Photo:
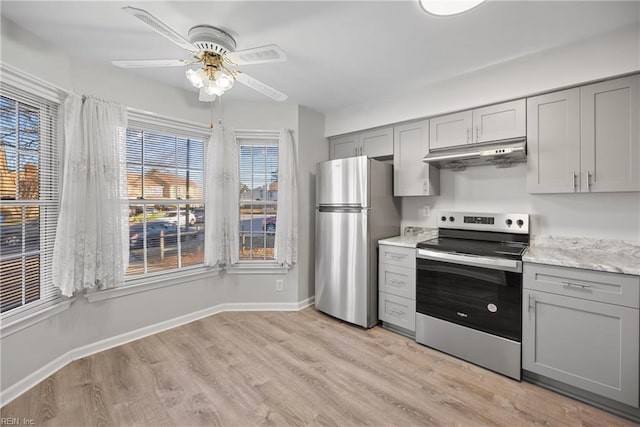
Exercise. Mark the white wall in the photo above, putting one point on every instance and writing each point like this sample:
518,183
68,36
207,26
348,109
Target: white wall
490,189
596,58
313,149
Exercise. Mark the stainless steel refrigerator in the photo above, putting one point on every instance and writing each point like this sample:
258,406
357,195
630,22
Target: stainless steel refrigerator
354,209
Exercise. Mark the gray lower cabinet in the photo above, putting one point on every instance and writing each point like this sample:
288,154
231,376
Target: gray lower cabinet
573,333
397,288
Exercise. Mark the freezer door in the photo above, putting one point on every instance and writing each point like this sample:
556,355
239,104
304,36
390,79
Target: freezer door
343,182
342,279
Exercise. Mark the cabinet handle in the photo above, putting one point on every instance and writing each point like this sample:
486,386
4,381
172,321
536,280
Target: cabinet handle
576,285
396,283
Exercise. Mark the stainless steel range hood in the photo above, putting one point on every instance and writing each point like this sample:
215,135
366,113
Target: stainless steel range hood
499,153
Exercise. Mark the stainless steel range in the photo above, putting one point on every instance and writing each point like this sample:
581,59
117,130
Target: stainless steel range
469,289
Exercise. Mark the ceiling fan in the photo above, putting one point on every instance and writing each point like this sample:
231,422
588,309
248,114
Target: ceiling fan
214,50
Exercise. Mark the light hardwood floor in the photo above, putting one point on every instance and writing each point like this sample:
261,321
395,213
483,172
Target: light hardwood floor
288,368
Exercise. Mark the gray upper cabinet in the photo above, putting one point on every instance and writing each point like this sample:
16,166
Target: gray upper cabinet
492,123
450,130
553,142
499,121
344,146
585,139
372,143
377,142
610,141
411,176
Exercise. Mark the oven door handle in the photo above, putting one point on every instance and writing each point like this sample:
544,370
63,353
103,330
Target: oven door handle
472,260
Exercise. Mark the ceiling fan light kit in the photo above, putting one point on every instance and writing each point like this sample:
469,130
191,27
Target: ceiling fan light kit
215,50
448,7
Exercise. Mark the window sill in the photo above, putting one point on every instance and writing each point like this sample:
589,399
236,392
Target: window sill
256,268
146,284
10,328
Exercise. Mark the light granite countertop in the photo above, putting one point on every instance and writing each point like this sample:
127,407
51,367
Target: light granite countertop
411,236
616,256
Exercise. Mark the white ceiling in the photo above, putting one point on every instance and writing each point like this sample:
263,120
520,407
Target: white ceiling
339,53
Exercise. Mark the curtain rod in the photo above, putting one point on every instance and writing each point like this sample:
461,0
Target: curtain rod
262,130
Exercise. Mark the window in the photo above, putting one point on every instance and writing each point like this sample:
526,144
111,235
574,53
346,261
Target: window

Required task: Reproduce all of the material above with every "sample" swapped for "example" and nothing else altered. Omit the pictures.

Task solution:
Photo:
Exercise. Mark the white wall in the photo above, putting one point on every instance and writing each point like this example:
518,183
68,36
207,26
348,109
Target: white wall
490,189
596,58
313,149
Exercise. Mark the stainless steel refrigerator in the photo above, putting one point on every instance and writing each point like this example:
258,406
357,195
630,22
Target: stainless steel refrigerator
354,209
Exercise. Mark the gray lower cabinet in the photo above, putting one point on every instance and writing each point like this example:
288,154
231,376
Target: gray lower cabinet
573,333
397,288
Exercise. Mark the freezer door in the photo above, putting one point on every instance and writing each point like this example:
556,355
239,104
304,36
390,79
Target: freezer door
343,182
342,279
Exercise. Mark the cabinet handle in the photo above, putting one point on every instance and writing each point like this example:
486,386
4,381
172,321
536,280
Target: cabinet handle
576,285
396,283
Exercise. Mark the stainless steel range hood in the photo above, putting one point on every instance and writing each point like this example:
215,135
366,113
Target: stainless steel range hood
499,153
Exercise. Mark the stainless steel range in the photo above, putting one point on every instance and writing each point like this example:
581,59
117,130
Target: stainless steel range
469,289
Exercise. Mark the ceiling fan in the photo above, putting one point on every instance and writing each point like this example:
231,422
588,309
248,114
Target: ceiling fan
214,50
Exercise. Mark the light hardwood floor in the photo above, putting one point on every instance and writing each point like this example:
261,321
395,213
483,172
Target: light hardwood floor
288,368
Exercise. Mark the gray upper cabinet in the photo above, putting one point on every instance and writing each point like this example:
16,166
Target: gray upper cabinet
492,123
450,130
553,142
499,121
344,146
585,139
372,143
377,142
610,141
411,176
Exercise. Mark the oven door handle in the photo above, putting one point on every instance and writing each point like this example:
544,370
63,353
103,330
Target: oven door handle
472,260
Exercise. Mark the ceiling fan light kit in the photo above, putting one point on every instance and writing each point like this example:
469,130
191,27
Target: ceiling fan light kit
215,50
448,7
Exercise. Mark the window sill in the photo above, putting one point on every instance and writing each point like this example:
589,399
236,392
Target: window sill
256,268
146,284
10,328
Exercise. Mark the light granite countertop in the photo above, putting one point on every instance and writing each point like this example:
127,407
51,367
Target: light granite countertop
411,236
616,256
Exercise. Mark the white ceiling in the photo above, putting one point on every instance and writing each point like this example:
263,120
520,407
Target: white ceiling
339,53
Exercise. Mark the curtain rod in the photo above, putting one point on every instance and writing each point like this example:
461,0
Target: curtain rod
262,130
Exercise. Mark the window in the photo above, putting one point on every instance and writing each point like this example:
526,144
111,235
574,53
346,261
Target: window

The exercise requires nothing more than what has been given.